**Task objective**
Show each line below that contains the string "roof"; case counts.

**Data entries**
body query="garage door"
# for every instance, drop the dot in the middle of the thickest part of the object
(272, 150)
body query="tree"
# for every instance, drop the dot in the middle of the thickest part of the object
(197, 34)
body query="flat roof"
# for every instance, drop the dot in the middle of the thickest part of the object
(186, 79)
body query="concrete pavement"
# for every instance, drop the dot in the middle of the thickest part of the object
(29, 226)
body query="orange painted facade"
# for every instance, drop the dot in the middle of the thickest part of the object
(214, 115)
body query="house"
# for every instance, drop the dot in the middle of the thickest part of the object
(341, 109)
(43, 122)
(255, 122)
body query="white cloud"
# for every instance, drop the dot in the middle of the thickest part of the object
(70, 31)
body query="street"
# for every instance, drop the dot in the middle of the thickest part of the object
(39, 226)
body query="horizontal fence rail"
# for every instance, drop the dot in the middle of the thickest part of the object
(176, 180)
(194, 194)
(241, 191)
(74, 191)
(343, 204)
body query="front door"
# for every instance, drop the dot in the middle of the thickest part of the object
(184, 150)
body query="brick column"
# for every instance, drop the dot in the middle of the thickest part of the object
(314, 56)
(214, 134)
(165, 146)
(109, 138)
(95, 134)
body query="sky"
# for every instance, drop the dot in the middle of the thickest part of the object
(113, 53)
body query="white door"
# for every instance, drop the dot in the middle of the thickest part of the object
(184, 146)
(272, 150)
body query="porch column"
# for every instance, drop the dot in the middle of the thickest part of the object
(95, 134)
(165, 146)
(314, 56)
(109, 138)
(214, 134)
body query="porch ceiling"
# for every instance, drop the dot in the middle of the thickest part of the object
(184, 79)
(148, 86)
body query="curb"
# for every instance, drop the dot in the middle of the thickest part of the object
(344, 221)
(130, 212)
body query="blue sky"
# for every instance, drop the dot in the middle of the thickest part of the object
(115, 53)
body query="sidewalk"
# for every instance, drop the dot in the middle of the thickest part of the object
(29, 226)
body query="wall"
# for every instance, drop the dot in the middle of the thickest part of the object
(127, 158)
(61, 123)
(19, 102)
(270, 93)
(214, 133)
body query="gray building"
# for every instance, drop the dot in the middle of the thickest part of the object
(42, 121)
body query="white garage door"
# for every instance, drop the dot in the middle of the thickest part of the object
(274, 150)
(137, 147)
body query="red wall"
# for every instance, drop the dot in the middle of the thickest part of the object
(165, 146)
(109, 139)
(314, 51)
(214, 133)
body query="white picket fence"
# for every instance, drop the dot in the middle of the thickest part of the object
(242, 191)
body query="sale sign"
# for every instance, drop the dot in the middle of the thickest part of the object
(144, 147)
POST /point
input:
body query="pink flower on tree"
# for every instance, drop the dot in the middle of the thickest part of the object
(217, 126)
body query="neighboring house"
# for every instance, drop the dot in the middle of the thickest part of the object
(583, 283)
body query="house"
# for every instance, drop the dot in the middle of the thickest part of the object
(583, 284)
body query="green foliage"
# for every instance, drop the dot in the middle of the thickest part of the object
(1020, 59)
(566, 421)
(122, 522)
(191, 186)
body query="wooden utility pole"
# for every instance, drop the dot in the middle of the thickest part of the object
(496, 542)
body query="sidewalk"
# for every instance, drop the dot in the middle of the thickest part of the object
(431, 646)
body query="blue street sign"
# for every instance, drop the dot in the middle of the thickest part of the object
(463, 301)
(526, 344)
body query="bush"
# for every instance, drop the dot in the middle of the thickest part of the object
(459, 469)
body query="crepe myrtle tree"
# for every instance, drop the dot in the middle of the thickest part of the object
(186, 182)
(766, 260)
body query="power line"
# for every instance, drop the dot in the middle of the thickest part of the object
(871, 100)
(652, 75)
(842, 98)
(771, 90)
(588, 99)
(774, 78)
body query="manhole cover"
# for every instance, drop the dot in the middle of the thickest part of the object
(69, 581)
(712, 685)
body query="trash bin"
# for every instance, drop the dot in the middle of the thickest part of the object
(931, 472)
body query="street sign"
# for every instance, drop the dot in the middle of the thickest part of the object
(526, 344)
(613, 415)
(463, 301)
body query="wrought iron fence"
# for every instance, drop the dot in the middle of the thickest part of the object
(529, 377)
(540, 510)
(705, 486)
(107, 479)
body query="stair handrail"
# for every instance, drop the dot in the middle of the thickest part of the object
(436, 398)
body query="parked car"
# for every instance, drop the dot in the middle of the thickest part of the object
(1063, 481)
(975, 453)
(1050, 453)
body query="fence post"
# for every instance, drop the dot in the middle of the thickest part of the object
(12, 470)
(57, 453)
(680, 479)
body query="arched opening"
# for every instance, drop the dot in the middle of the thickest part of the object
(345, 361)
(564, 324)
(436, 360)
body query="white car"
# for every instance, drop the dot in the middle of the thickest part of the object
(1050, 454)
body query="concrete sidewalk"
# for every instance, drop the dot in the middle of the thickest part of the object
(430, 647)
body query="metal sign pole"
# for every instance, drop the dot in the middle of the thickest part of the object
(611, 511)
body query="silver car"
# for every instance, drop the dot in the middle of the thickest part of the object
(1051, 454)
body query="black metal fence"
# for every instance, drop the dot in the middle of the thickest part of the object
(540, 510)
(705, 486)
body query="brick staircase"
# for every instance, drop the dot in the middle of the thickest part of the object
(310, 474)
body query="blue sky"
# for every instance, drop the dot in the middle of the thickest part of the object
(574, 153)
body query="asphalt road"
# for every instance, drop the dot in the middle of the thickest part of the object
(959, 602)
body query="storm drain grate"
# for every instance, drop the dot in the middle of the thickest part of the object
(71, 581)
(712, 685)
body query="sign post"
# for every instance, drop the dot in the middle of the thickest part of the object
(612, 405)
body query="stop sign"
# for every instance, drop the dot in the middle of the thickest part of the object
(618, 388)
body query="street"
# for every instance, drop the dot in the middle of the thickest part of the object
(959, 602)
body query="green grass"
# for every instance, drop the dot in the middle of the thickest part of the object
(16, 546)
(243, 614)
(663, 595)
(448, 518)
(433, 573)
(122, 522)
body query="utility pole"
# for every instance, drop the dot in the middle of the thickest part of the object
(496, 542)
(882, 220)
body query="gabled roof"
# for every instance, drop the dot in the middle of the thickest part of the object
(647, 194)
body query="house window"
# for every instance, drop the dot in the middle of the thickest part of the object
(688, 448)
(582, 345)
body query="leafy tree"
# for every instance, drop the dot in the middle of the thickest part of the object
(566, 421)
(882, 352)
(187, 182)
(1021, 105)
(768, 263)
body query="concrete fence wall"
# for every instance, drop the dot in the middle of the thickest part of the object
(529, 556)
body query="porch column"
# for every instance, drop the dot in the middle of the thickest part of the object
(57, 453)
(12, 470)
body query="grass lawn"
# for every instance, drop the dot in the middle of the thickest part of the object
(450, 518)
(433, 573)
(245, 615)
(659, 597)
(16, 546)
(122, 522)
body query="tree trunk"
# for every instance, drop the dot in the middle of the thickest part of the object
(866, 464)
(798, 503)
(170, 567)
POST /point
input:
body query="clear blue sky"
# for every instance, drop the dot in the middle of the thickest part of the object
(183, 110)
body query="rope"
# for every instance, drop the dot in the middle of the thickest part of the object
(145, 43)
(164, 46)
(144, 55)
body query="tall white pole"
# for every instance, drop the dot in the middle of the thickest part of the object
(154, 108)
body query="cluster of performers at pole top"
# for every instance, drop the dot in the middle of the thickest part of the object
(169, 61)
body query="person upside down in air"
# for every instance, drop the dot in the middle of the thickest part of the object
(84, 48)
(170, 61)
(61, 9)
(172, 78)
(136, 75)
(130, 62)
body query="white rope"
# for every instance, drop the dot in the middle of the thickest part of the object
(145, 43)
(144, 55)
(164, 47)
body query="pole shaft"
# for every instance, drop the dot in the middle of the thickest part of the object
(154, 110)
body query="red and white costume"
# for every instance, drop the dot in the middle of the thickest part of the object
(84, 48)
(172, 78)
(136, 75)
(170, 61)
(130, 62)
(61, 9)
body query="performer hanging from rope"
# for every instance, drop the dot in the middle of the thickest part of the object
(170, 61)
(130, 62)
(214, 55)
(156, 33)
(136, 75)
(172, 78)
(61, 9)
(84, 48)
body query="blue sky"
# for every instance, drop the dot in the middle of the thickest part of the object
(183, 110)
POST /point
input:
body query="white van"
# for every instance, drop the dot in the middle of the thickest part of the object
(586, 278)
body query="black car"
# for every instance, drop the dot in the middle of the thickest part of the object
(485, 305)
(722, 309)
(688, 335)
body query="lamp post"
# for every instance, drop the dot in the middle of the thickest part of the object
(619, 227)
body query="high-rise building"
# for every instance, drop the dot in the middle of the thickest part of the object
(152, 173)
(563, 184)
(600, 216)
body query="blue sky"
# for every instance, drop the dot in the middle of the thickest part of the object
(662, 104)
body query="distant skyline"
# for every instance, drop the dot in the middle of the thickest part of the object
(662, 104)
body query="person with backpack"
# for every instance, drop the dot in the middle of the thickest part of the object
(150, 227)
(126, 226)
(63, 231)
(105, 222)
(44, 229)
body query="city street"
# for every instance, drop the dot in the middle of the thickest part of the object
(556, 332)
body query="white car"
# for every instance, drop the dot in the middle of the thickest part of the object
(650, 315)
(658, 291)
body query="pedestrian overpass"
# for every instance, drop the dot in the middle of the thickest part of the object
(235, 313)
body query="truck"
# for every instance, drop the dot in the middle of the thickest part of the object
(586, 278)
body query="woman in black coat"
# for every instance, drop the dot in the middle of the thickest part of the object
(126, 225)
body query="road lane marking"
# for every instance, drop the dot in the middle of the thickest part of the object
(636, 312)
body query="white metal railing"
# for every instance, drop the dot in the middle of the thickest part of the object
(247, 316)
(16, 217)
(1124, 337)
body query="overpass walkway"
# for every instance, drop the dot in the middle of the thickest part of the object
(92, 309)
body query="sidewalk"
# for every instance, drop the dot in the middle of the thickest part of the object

**The answer**
body query="flat roof"
body query="gabled roof"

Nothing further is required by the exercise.